-- Begin --

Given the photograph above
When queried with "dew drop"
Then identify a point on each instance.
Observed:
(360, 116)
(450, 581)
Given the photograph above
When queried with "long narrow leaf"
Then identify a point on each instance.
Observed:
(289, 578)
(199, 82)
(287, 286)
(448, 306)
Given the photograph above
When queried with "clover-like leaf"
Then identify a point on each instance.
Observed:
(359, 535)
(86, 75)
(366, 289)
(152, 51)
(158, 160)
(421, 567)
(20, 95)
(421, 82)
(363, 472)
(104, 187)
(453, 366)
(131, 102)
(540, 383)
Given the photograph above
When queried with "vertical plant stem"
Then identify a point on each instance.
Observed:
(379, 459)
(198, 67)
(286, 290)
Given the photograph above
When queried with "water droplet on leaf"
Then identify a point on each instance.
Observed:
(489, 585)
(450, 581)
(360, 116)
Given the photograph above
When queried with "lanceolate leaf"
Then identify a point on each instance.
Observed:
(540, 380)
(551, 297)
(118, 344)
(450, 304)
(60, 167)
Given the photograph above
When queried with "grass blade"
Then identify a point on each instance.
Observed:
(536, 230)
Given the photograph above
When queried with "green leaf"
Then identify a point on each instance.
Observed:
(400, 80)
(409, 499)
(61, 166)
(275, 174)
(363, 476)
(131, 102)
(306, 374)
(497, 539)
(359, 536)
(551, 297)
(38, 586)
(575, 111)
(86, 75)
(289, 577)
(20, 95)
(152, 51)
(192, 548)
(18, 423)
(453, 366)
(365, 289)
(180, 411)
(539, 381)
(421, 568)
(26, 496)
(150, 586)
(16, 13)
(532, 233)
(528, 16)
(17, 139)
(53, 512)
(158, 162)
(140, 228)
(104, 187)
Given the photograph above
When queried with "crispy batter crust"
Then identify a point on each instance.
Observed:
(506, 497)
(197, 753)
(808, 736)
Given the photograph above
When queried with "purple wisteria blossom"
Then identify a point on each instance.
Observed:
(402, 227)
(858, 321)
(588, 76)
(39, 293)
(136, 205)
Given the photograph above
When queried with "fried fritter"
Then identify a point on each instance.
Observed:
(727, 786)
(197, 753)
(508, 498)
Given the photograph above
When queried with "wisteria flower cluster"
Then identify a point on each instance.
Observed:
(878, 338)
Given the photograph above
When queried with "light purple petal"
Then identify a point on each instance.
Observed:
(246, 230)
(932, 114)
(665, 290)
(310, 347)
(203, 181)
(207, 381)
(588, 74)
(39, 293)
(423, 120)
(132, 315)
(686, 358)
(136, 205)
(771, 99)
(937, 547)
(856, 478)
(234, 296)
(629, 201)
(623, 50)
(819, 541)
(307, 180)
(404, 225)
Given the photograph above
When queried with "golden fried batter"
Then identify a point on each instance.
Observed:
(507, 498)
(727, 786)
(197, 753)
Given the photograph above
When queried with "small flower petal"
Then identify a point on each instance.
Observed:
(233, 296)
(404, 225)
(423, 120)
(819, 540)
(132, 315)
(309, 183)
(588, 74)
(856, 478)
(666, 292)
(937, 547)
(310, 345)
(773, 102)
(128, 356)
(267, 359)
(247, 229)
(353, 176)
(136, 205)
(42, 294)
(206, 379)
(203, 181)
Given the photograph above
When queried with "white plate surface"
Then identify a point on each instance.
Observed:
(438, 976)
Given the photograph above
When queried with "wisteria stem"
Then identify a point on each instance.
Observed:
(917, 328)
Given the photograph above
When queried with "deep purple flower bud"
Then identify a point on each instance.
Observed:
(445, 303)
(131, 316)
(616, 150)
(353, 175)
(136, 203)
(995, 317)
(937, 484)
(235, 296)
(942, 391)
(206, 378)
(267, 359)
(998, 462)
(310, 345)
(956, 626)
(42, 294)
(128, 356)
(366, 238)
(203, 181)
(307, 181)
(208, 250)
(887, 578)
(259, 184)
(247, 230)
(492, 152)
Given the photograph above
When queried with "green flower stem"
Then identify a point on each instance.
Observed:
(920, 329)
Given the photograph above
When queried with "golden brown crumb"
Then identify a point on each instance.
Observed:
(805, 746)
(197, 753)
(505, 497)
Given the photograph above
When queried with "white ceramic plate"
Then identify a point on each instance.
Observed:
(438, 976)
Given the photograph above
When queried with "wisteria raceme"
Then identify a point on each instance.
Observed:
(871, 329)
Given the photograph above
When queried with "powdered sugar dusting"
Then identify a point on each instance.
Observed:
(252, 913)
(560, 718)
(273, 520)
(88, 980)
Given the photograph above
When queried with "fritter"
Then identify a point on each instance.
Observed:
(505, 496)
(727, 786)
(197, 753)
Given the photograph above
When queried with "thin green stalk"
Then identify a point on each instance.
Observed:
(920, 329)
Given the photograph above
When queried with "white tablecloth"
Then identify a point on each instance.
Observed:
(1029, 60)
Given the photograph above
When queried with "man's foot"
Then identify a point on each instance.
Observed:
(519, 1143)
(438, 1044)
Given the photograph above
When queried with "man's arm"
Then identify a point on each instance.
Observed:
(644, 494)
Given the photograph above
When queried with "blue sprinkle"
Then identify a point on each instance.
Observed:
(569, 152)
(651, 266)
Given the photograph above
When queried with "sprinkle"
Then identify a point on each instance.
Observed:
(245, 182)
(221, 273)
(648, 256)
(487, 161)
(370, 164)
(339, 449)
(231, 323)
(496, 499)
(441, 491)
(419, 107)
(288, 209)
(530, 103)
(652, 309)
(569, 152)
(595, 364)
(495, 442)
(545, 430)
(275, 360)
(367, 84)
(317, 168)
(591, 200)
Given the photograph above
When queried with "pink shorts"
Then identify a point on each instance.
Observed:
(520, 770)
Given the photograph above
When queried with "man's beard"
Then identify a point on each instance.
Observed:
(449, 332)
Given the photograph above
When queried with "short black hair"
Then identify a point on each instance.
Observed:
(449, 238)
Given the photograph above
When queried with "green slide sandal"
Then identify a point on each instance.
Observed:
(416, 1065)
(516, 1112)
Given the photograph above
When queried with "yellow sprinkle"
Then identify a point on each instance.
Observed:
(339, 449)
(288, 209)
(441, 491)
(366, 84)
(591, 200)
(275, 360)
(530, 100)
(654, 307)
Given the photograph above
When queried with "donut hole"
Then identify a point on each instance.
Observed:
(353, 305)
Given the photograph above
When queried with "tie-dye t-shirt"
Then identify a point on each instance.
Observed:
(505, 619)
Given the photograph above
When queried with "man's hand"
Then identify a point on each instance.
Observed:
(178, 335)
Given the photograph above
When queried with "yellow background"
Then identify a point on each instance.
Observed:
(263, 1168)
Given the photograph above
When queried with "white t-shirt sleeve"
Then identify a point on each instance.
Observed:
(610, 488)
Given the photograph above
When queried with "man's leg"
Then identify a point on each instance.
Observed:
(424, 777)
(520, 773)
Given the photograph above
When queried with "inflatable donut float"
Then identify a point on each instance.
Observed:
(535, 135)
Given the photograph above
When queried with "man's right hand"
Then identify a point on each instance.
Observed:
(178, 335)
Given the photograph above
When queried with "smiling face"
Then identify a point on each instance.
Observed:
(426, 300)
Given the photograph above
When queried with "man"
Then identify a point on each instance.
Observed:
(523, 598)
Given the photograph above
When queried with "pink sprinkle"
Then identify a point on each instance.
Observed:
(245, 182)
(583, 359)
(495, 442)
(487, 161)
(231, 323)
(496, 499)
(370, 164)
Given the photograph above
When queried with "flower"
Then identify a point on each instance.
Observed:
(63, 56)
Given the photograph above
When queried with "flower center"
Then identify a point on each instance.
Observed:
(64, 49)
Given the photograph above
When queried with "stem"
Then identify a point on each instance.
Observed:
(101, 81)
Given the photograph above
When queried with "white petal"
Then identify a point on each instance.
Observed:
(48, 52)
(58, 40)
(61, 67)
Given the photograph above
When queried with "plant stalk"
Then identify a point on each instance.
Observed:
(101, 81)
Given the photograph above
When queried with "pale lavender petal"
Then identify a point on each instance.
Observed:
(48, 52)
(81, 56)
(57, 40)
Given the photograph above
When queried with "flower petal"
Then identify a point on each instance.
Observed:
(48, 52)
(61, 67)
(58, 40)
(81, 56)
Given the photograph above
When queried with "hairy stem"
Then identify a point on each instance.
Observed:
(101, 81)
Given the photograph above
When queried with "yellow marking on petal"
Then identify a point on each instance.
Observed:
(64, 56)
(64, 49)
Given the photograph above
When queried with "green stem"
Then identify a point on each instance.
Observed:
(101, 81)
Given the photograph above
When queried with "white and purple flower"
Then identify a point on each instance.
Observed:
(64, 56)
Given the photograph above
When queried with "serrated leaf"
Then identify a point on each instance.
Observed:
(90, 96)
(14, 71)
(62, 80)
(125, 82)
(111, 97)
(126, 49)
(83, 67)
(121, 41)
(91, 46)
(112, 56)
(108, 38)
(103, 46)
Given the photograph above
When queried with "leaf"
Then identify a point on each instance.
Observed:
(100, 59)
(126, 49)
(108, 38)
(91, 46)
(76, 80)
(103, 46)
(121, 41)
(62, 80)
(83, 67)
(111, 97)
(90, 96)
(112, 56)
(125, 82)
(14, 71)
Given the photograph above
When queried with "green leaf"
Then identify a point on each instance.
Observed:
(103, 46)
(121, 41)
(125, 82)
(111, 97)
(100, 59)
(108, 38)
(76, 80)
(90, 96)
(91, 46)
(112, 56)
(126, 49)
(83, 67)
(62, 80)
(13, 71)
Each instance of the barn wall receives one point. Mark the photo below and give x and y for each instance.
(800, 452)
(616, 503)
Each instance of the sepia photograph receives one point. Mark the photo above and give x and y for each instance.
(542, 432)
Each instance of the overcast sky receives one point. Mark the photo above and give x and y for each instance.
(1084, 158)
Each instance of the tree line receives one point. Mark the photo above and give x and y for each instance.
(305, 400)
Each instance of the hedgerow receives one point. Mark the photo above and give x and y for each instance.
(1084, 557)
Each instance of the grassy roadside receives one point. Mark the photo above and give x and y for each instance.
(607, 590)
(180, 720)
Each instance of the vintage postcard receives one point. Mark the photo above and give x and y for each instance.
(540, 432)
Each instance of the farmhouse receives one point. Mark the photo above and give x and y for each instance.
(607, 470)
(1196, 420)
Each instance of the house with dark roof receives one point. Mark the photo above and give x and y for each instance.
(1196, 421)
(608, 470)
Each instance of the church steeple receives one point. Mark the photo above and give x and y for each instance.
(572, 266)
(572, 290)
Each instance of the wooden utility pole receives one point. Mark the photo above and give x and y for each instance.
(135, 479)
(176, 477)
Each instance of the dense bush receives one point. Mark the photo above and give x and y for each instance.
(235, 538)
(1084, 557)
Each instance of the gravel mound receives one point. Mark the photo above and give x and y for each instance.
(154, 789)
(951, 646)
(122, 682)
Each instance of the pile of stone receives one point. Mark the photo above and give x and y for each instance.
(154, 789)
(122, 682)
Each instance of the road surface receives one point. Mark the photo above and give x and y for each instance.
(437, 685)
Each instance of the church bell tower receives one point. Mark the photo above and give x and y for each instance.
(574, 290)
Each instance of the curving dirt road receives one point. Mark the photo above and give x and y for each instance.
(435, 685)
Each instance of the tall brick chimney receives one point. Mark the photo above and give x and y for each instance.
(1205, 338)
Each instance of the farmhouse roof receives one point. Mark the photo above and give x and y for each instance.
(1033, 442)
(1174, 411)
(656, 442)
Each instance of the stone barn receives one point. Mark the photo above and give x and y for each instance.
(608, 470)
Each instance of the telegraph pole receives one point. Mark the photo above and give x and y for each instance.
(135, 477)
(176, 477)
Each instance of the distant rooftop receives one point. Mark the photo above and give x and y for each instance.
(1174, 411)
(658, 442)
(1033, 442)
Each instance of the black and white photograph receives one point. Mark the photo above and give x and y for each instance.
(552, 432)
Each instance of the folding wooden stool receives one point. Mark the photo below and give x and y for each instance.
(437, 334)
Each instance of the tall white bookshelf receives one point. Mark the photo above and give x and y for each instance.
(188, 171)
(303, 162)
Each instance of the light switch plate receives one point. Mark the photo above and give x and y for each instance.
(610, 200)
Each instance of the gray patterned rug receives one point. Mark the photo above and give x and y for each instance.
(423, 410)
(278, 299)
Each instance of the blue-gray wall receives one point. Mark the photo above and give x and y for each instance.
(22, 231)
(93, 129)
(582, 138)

-- End --

What you should do:
Reproduce verbatim the lines of the listing above, starting at the line that contains "Each instance of the gray" and ending with the last line of the listing.

Response below:
Each instance of the gray patterned rug receives one point. Mark the photo above and give x and y for each instance.
(423, 410)
(278, 299)
Each instance of the blue-gray wall receives one point. Mark the photo above and give x and y for each instance.
(22, 231)
(93, 129)
(582, 138)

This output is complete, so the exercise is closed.